§ WHAT IS EXPECTED:
Carry on the news excerpt about the panel choosing Jensen Hughes to review emergency communications and the fire department, picking up right after its final sentence.

::: DOCUMENT SEGMENT

Jensen Hughes was selected from a pool of four applicants by a panel that included the city and county’s purchasing directors, Assistant County Manager Rusty Leeds, Assistant City Manager Donte Martin, and representatives from both the Kansas 911 Coordinating Council and Wichita State’s Public Policy and Management Center.
The winning proposal was the most expensive of those submitted — $190,000 compared to $128,000 from FireWise Consulting Limited, $121,965 for Federal Engineering and $107,273 for Mission Critical Partners.
“Basically, this was a proposal instead of a bid. We weren’t looking strictly at who had the best price but the best solution,” County Purchasing Director Joe Thomas said during the May 2 bid board meeting. “When these were reviewed, as we mentioned earlier, Federal Engineering and Jensen Hughes both rose to the top of having what we were looking for, which is complete objective analysis in both operations in emergency communications and the fire department.”
Supporting documents don’t show much about what each firm offered to do differently. Jensen Hughes’ submission does list “computational fire modeling” as a possible service that could be provided at an additional cost. Fire modeling is a mathematical approach to mapping the spread of fires within a building from their point of origin.

::::::
::: SOURCE INFORMATION

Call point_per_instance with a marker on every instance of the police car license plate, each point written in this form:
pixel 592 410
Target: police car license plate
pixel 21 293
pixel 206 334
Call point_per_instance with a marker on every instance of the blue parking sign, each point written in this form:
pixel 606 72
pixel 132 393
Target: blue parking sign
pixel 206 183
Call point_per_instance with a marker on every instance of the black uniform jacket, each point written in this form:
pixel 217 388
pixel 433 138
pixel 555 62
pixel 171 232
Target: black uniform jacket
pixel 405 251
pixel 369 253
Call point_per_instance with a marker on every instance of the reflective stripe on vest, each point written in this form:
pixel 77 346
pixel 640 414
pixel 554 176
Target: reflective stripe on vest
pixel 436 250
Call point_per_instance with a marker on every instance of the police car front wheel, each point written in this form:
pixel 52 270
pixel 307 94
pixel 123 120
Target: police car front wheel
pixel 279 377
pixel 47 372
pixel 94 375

::::::

§ RESPONSE TO THE TASK:
“We are only proceeding with the primary scope of services for the amount of $190,000 and have not exercised the option to utilize computational fire modeling,” county spokesperson Nicole Gibbs said.
Fire investigators have still not determined how the blaze began at the Central and Rock apartment complex early on Oct. 13.
Costly miscommunication
Bedeski called 911 at 3:58 a.m. In audio of the harrowing call, she can be heard telling the dispatcher her apartment is on fire and repeating her unit number. “Help me, please,” she pleaded before the line went dead.
Wichita firefighters arrived on the scene 14 seconds after Bedeski’s 911 call ended but they didn’t find her for another 20 minutes. Records show the dispatcher did not tell firefighters a woman was trapped inside Apartment 306 over the radio or through the computer-aided dispatch system.
At a news conference in November, Wichita fire union President Ted Bush said firefighters are trained to conduct third-floor search and rescue operations like the one that could have saved Bedeski in two and a half minutes.
County dispatchers also waited more than 17 minutes to sound the second alarm that firefighters requested within seconds of arriving on the scene. That alarm would have brought more crews and supplies to the scene.
“These failures cost Paoly her life,” the Bedeski family said in a statement that pointed to the slow alarm and failure to notify firefighters that Paoly was trapped.
In a separate news conference, Sedgwick County Emergency Communications Director Elora Forshee said the vital information was lost in communication during the brief 911 call.
“Unfortunately, the information about Miss Bedeski calling from Apartment No. 306 was not intelligibly heard or understood on the phone from the dispatcher. There was not any understanding or assumption that she was trapped.”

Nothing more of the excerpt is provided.